Trump lost so bigly he is still discombobulated about it.


----------



## radikia (Sep 15, 2018)

jfinks said:


> Trump lost so bigly he is still discombobulated about it.


Still living rent free for life in the head of every libturd ..............


----------



## Invisible (Jun 15, 2018)

Beninmankato said:


> View attachment 586197


Were all the MSP drivers protesting? That’s ridiculous to get a request like that,


----------



## Beninmankato (Apr 26, 2017)

Invisible said:


> Were all the MSP drivers protesting? That’s ridiculous to get a request like that,


I was in MPLS earlier that day so maybe that tripped the app somehow. I'll never really know.


----------



## Invisible (Jun 15, 2018)

Beninmankato said:


> I was in MPLS earlier that day so maybe that tripped the app somehow. I'll never really know.


Interesting. I’m wondering where the St. Paul drivers were or if the pickup was by the protest areas and that’s why they couldn’t get anywhere. Or maybe it’s just the pay is too low, and drivers are refusing to drive.


----------



## Beninmankato (Apr 26, 2017)

Invisible said:


> Interesting. I’m wondering where the St. Paul drivers were or if the pickup was by the protest areas and that’s why they couldn’t get anywhere. Or maybe it’s just the pay is too low, and drivers are refusing to drive.


Drivers are scarce but I don't think it was the reason for the request or that would probably happen more often. I truly believe the app glitched thinking I was somewhere that I wasn't.


----------



## Da Ub (Oct 29, 2016)

SpinalCabbage said:


> Lyft is infamous for these long pickups. I was assured years ago by a Lyft tech that such long pickups were a thing of the past. Clearly he was mistaken.


Lyft likes practicing social distancing 🤣


----------



## jfinks (Nov 24, 2016)

Mole said:


> She could of been hot!


Or trans, MN is the trans capitol...


radikia said:


> Still living rent free for life in the head of every libturd ..............

Extracted information:
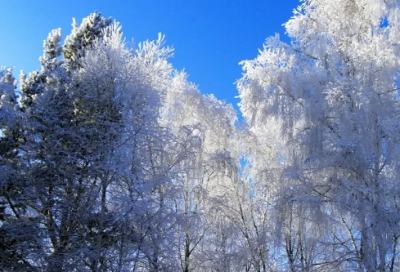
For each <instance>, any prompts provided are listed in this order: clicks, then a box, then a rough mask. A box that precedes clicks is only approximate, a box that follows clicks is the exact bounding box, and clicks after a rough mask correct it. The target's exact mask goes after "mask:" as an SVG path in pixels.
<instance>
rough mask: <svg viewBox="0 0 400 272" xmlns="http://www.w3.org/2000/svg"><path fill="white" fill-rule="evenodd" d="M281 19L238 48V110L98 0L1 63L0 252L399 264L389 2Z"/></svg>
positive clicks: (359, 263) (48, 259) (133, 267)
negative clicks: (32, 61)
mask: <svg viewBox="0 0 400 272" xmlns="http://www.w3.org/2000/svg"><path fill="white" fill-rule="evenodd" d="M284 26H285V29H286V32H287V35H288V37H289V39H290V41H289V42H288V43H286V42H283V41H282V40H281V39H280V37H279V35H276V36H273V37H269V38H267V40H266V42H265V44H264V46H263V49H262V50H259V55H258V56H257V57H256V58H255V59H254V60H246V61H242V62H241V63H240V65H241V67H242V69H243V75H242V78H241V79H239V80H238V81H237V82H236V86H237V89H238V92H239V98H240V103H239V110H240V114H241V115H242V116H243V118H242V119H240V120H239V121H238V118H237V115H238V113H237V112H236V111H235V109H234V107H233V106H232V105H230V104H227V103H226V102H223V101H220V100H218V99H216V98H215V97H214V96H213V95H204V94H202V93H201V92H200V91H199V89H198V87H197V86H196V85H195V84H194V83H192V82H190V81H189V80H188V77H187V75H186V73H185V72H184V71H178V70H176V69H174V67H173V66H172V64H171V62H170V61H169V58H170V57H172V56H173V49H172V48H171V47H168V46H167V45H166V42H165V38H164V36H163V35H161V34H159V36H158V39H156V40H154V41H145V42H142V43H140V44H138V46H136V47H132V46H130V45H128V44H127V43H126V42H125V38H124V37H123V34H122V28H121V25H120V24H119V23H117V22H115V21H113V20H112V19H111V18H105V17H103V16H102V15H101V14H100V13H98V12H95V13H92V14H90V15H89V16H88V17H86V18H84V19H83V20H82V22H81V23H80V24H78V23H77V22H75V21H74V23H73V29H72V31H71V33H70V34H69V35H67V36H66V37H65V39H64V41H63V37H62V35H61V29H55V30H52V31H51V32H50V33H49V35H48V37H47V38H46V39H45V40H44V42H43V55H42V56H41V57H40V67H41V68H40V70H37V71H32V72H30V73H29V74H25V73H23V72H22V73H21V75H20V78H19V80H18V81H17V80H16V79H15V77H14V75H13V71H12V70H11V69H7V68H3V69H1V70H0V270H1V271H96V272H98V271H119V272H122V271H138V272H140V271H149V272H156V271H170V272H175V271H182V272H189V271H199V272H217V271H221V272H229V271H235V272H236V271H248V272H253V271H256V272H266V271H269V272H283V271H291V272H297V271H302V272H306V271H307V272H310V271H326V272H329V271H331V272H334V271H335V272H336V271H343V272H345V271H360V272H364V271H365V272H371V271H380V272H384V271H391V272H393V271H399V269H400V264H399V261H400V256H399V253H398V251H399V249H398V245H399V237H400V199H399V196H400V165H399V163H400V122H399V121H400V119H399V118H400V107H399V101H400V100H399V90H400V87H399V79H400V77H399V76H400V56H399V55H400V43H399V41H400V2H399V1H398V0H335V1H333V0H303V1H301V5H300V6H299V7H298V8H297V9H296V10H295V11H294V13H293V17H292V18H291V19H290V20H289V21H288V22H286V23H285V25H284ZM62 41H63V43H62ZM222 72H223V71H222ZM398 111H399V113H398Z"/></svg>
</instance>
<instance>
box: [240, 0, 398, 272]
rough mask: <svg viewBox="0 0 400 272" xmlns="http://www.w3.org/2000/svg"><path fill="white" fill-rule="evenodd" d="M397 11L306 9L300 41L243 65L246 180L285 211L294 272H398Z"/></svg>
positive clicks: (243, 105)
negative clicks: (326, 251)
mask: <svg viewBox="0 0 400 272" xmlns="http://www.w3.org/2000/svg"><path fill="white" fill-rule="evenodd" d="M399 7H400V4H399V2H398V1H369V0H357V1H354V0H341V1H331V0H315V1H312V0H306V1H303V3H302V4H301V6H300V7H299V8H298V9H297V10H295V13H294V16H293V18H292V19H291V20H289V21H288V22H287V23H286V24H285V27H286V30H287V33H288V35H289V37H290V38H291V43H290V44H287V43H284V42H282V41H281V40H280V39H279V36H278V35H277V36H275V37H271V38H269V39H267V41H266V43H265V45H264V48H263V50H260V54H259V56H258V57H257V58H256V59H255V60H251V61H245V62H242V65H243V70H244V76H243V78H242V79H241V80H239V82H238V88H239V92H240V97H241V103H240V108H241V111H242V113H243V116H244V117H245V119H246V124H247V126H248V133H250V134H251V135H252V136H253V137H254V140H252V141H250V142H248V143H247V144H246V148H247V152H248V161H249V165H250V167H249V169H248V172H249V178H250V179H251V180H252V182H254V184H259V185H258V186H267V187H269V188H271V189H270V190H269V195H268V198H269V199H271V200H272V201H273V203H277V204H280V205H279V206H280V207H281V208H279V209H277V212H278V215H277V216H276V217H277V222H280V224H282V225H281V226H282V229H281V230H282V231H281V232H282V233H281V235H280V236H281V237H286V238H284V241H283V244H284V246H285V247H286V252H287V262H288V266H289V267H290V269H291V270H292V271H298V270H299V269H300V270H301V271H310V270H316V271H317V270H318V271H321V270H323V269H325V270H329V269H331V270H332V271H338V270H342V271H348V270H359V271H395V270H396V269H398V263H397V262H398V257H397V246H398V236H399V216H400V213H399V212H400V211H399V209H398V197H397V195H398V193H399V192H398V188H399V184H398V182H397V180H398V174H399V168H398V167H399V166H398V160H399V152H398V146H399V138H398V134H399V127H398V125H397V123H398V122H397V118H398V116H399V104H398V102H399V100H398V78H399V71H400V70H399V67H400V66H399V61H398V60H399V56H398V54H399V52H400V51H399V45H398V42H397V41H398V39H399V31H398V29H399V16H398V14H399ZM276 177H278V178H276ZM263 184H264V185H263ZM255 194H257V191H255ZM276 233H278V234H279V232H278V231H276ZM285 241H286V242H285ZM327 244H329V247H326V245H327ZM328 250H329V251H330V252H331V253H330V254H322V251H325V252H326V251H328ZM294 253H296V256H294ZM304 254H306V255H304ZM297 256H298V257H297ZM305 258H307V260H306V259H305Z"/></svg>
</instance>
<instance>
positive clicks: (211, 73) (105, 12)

==

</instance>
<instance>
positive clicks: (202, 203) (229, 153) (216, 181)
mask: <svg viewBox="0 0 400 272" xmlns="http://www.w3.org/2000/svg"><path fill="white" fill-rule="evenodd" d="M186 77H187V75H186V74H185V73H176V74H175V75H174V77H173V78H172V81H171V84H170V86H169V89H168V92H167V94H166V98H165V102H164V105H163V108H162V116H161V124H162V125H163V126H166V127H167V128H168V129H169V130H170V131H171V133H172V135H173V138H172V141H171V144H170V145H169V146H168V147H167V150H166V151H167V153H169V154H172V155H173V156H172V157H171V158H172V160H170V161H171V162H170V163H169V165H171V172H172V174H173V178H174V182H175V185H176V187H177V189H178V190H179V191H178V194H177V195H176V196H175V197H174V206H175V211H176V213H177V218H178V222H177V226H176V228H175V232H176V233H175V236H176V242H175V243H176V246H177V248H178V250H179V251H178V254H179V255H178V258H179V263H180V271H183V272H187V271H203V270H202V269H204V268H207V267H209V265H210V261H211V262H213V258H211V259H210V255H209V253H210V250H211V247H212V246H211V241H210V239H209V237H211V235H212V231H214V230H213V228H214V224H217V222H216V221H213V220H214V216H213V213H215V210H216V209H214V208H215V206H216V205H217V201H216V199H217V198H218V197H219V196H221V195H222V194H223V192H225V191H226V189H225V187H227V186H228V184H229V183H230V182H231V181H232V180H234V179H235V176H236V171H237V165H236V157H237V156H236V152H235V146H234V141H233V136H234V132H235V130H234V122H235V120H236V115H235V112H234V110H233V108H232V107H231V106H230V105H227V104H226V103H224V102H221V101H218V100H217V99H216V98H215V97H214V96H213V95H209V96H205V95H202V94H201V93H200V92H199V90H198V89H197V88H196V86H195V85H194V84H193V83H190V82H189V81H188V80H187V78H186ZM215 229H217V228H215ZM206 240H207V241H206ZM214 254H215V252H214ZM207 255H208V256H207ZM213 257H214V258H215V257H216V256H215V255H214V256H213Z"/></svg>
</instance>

Complete the following:
1/ Rewrite the stretch of the forum thread from "## Da Ub (Oct" through "he was mistaken.", changing "Lyft" to "Uber" each time it occurs.
2/ Name every distinct username that appears as a post heading with a date in the forum thread.

Responses per task:
1/
## Da Ub (Oct 29, 2016)

SpinalCabbage said:


> Uber is infamous for these long pickups. I was assured years ago by a Uber tech that such long pickups were a thing of the past. Clearly he was mistaken.

2/ radikia, Invisible, Beninmankato, Da Ub, jfinks